TASK DESCRIPTION: Below is a listing; reproduce exactly its lines from the one containing "For every instance" to its last line, both ends kept, and no other lines.

DATA FOR THIS EXERCISE:
-------------------------

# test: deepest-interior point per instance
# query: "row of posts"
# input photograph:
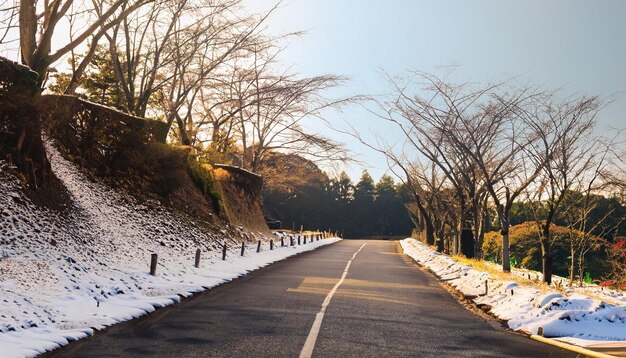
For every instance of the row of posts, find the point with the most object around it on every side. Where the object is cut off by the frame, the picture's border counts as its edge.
(301, 239)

-------------------------

ANSWER:
For every instance of the row of posts, find the point with the most object around it on every side. Where the object is cut off by the frame, the picture's border counts as its edge.
(301, 239)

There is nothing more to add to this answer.